TEXT EXTRACT:
[Start]
# Scallops anyone?



## banjo5 (Feb 14, 2013)

Hello everyone. Will be smoking some 3-2-1 ribs this weekend. My wife isn't a big fan of rib meat and has asked for me to smoke scallops for her. Has anyone experienced smoking scallops and if so could you provide me with technique, times, and temp please. Greatly appreciate it.


----------



## pgsmoker64 (Feb 14, 2013)

Yes sir!  We smoke everything here!!!

http://www.smokingmeatforums.com/t/111849/bacon-wrapped-scallops-with-q-view

http://www.smokingmeatforums.com/t/66139/smoked-scallops-wrapped-in-prosciutto

http://www.smokingmeatforums.com/t/130624/bacon-shrimp-and-scallop-cups

Good luck,

Bill


----------



## akhap (Feb 15, 2013)

Scallops are really delicate flavor things and my favorite seafood.  We used to get them directly off the boat in Kodiak frozen in 5# muslin bags.  For some reason when we sent the girls to do the buying we got a MUCH better deal!  They were younger 25 years ago, too!

We have been known to take a bag out of the freezer and pry scallops off as the block thawed and eat them raw dipped in soy and wasabi.  Many a 5# block disappeared in an afternoon that way...  If I remember correctly at least a few beers disappeared with them.
[End]
Pointing and labeling entries:
[Start]
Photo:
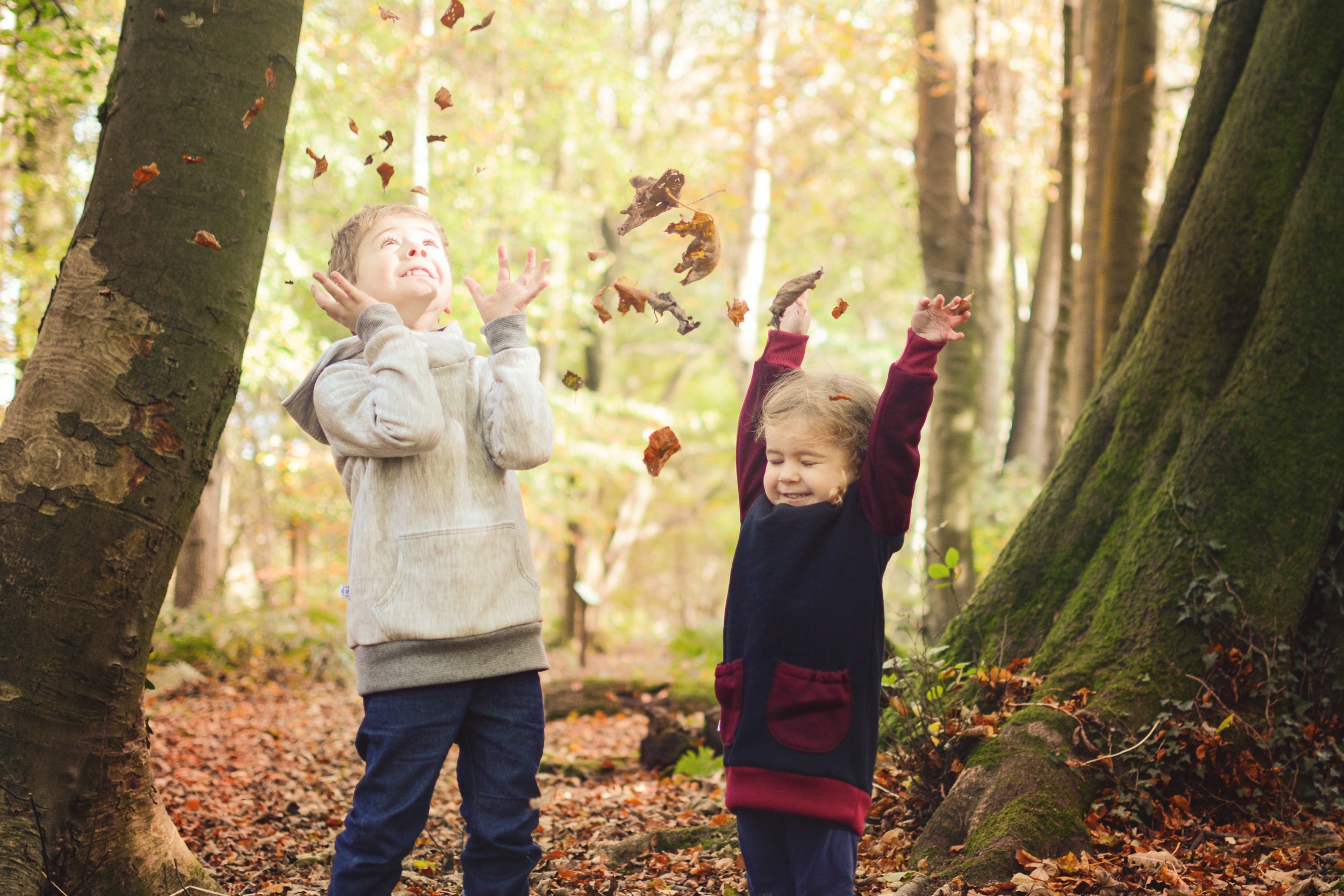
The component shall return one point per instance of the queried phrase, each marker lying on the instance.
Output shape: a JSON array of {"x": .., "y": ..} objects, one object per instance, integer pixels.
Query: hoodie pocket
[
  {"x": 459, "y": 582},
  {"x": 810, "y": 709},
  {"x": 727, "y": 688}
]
[End]
[Start]
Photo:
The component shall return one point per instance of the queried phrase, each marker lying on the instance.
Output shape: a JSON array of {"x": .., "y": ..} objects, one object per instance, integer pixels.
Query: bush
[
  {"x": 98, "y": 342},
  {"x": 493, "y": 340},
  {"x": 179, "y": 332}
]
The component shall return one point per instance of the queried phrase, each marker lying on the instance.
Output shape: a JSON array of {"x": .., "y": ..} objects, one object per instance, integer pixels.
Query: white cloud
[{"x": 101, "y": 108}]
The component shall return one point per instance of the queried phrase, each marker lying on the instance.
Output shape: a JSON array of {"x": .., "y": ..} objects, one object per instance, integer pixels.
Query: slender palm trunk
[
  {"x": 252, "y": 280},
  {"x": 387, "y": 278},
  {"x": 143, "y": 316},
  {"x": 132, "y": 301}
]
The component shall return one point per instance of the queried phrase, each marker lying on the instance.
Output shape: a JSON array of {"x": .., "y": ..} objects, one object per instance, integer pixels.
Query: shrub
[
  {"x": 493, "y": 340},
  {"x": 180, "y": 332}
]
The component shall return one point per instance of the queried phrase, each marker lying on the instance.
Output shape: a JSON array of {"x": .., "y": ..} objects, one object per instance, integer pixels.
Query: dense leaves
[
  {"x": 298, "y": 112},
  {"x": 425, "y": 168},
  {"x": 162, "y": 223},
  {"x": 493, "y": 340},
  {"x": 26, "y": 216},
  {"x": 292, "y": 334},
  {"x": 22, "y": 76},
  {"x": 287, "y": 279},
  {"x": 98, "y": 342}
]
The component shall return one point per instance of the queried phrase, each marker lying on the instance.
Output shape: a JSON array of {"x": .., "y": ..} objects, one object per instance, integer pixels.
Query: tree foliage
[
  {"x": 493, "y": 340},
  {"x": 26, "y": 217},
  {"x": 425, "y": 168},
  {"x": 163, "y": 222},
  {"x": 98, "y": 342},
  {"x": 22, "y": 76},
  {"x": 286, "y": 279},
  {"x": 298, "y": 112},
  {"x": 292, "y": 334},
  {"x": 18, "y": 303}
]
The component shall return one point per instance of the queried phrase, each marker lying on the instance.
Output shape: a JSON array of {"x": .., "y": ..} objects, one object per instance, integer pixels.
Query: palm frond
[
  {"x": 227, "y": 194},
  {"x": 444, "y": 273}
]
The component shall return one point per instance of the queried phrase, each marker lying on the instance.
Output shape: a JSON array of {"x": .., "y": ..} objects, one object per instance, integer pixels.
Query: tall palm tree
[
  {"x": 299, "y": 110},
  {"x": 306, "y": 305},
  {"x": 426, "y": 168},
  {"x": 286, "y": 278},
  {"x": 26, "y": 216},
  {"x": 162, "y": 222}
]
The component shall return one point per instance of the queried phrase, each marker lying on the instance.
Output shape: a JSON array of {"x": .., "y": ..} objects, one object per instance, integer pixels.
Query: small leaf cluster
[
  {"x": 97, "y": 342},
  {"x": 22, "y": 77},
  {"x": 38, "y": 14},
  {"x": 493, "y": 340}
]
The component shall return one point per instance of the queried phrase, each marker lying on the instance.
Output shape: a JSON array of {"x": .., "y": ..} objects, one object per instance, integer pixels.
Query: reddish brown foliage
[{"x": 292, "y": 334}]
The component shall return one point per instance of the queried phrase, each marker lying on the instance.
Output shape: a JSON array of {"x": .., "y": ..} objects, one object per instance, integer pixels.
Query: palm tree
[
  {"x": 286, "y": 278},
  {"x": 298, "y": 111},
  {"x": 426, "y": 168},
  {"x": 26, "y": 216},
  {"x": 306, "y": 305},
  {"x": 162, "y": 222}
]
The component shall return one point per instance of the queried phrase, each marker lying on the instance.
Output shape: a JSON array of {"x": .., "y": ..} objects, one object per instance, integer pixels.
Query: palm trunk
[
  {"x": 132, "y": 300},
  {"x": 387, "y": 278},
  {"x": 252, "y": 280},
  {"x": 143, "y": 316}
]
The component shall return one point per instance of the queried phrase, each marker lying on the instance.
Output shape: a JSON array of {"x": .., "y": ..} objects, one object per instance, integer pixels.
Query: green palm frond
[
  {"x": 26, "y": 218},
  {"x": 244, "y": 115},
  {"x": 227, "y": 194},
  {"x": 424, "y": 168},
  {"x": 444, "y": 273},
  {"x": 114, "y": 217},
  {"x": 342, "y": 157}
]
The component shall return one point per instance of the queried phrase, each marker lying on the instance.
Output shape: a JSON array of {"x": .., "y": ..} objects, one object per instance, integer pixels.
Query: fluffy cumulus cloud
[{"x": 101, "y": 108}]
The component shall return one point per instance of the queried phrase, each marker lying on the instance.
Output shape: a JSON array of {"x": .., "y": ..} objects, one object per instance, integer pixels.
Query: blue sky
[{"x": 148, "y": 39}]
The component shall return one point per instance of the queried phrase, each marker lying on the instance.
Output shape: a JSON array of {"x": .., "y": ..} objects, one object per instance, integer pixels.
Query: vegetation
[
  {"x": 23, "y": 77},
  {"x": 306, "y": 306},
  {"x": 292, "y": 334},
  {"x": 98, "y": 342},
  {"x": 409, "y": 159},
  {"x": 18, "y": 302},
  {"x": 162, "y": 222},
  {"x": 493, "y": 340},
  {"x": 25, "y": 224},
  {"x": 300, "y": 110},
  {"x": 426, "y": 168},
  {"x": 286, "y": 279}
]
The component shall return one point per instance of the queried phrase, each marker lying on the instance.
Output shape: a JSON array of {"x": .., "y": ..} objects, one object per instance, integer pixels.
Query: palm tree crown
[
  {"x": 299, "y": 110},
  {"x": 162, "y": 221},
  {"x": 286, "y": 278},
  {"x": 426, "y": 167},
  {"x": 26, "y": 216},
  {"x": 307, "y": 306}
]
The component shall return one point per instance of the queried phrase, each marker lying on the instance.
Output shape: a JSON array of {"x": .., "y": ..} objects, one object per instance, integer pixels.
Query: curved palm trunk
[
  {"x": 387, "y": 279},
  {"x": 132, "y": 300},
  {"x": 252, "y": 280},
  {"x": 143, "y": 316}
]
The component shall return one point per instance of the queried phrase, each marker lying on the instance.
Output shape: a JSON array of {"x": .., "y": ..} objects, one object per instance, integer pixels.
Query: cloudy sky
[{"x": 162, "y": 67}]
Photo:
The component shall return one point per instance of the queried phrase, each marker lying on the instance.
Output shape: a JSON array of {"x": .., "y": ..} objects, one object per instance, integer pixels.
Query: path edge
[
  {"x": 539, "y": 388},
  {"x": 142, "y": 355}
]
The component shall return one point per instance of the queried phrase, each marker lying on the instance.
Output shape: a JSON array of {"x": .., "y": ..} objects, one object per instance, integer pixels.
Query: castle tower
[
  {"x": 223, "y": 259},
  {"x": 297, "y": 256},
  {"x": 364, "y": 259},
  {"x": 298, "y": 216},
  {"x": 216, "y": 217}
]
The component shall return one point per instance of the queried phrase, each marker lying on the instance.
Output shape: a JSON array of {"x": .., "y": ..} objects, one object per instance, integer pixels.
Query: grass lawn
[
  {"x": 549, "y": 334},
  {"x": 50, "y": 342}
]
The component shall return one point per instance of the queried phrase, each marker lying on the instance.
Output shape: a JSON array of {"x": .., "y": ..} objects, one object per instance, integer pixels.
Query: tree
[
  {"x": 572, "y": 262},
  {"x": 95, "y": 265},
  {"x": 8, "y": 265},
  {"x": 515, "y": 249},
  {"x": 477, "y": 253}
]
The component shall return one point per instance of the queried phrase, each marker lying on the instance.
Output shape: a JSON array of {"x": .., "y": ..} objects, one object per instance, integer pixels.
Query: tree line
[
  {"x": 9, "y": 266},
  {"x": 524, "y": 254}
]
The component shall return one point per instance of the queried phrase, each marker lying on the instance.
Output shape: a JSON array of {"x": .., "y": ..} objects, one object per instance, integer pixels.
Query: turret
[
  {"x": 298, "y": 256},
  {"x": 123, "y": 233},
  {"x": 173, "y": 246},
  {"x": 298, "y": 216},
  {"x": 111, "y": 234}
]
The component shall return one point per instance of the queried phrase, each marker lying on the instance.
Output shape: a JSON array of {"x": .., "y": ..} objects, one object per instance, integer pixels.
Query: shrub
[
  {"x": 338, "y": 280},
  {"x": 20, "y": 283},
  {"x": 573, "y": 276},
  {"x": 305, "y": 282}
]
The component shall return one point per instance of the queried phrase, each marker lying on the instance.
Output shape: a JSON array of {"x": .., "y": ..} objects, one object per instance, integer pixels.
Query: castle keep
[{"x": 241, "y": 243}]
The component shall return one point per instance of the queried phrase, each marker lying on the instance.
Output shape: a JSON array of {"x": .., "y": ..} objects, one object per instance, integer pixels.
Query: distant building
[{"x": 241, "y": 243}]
[End]
THE PROBLEM:
Answer these questions about the forum thread on smoking scallops.
(a) What does banjo5 plan to smoke this weekend?
(b) In what place did akhap used to get scallops directly off the boat?
(c) What did akhap's group dip raw scallops in?

TASK SOLUTION:
(a) 3-2-1 ribs
(b) Kodiak
(c) Soy and wasabi